Exercise instructions:
Edit the items below by replacing "outline" with "trace" everywhere it appears and keeping everything else the same. Leave the pictures out of your answer.

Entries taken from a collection

## BEGIN

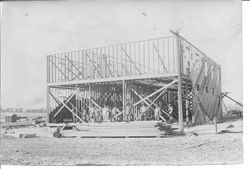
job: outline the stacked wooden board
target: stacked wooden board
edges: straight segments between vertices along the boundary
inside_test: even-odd
[[[110,122],[69,124],[70,130],[62,130],[68,138],[138,138],[166,137],[172,131],[171,126],[157,121]]]

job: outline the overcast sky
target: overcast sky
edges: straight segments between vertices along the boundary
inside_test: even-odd
[[[145,15],[146,14],[146,15]],[[240,0],[4,2],[1,104],[46,106],[46,55],[181,35],[222,66],[222,89],[242,102]]]

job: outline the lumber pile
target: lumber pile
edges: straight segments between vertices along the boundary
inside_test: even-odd
[[[89,123],[77,125],[78,130],[62,130],[68,138],[137,138],[167,137],[172,134],[170,125],[157,121]]]

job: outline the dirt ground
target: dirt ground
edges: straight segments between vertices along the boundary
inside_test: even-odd
[[[231,125],[230,128],[227,128]],[[191,165],[243,163],[242,120],[186,128],[171,138],[7,138],[3,165]]]

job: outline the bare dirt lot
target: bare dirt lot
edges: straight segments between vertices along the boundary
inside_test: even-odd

## END

Output for this exercise:
job: trace the stacked wooden board
target: stacked wooden board
edges: straight segments between vertices along the boundary
inside_test: even-odd
[[[110,122],[69,124],[70,130],[62,130],[68,138],[138,138],[166,137],[172,131],[171,126],[157,121]]]

job: trace the overcast sky
target: overcast sky
edges: straight segments between vertices along the boundary
inside_test: even-odd
[[[145,15],[146,14],[146,15]],[[240,0],[4,2],[1,104],[46,106],[46,55],[181,35],[222,66],[222,89],[242,102]]]

job: trace the lumber pile
target: lumber pile
edges: straight segments between vertices along the boundary
inside_test: even-odd
[[[89,123],[77,125],[78,130],[62,130],[68,138],[137,138],[167,137],[172,134],[170,125],[157,121]]]

job: trace the dirt ground
target: dirt ground
edges: straight segments between vertices along the boundary
inside_test: even-odd
[[[231,125],[230,128],[227,128]],[[191,165],[243,163],[242,120],[186,128],[171,138],[7,138],[3,165]]]

job: trace the bare dirt lot
target: bare dirt lot
edges: straight segments between vertices along the boundary
inside_test: even-odd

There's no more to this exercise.